### Instructions for the task
Please gather every line of the records below that contains the word "ocean" and copy each one in full. Matches must agree in case.

Items stored from a collection

────────────────────

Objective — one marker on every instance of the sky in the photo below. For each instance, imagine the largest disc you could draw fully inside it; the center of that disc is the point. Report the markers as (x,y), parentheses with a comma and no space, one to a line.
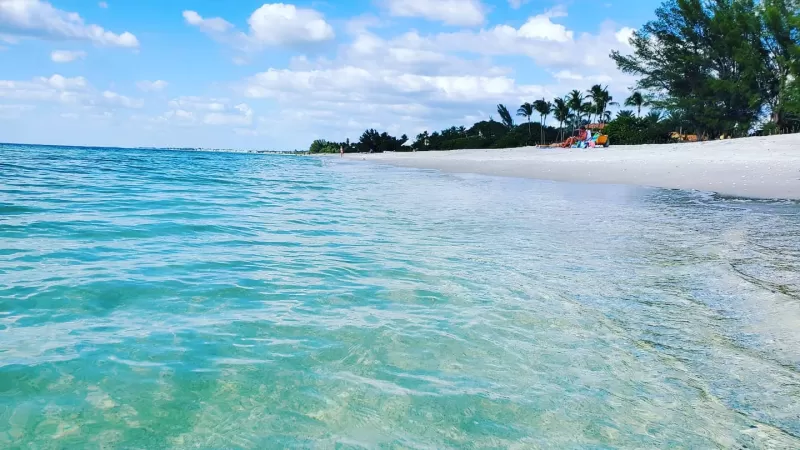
(253,75)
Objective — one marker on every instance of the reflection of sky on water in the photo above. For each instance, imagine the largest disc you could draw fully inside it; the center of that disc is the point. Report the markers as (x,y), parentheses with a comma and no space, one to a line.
(252,289)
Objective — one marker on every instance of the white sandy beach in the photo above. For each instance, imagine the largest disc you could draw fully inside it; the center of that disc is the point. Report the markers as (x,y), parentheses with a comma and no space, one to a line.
(757,167)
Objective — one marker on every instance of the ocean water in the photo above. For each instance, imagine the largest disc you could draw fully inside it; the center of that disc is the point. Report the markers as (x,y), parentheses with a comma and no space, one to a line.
(161,299)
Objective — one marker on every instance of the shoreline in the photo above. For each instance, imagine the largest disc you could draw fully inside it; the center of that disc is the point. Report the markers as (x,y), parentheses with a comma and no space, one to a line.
(756,167)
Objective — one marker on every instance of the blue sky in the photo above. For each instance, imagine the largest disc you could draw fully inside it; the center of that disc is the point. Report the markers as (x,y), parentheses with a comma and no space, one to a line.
(249,74)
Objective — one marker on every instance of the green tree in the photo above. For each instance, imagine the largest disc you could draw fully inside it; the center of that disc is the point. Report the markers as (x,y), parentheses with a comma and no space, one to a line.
(561,112)
(543,107)
(636,100)
(597,95)
(526,110)
(575,102)
(625,114)
(317,146)
(780,21)
(505,116)
(705,58)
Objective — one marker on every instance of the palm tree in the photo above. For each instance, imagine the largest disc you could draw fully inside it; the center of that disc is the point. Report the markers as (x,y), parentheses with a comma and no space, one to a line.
(625,114)
(561,113)
(636,99)
(505,116)
(605,100)
(526,110)
(597,95)
(575,102)
(543,107)
(654,117)
(586,110)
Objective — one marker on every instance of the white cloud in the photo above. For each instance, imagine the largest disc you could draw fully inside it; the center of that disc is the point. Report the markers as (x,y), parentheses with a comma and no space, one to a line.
(517,4)
(151,86)
(62,83)
(214,24)
(413,82)
(193,111)
(198,104)
(450,12)
(358,85)
(278,24)
(244,117)
(39,19)
(273,24)
(541,28)
(14,111)
(65,56)
(56,88)
(624,36)
(115,99)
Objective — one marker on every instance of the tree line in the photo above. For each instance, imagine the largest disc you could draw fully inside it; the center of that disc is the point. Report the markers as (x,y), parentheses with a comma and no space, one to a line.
(725,67)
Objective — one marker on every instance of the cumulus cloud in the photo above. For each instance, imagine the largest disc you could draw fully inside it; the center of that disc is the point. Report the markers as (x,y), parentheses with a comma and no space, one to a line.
(151,86)
(14,111)
(65,56)
(273,24)
(347,81)
(279,24)
(624,36)
(115,99)
(449,12)
(62,83)
(242,117)
(195,111)
(211,25)
(39,19)
(199,103)
(74,92)
(412,82)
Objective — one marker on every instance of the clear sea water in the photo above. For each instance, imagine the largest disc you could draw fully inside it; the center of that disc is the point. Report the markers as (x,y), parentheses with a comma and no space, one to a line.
(162,299)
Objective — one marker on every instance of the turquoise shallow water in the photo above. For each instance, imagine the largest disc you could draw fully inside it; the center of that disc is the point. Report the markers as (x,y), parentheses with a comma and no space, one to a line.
(156,299)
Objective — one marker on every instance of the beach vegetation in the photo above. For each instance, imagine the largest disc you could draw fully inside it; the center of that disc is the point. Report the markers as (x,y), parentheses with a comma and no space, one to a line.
(703,69)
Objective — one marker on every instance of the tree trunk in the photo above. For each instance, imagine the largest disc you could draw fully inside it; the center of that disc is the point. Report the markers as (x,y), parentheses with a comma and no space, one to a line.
(530,133)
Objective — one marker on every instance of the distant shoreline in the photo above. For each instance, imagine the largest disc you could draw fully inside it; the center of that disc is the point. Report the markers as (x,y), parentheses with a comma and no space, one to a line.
(756,167)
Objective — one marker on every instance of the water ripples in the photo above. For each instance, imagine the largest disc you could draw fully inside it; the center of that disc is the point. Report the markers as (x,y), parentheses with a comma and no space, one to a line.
(162,299)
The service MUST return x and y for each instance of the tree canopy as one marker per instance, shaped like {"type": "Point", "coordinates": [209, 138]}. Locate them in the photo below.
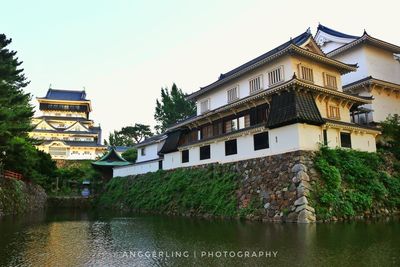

────────────────────

### Problem solution
Objective — one marker on every instance of the ocean water in the photo above. For each instance, imagine the largest disc you could draw fully inside it; the center of that disc is the point. Report the markers as (x,y), parentheses with a comma and no space, one to a line.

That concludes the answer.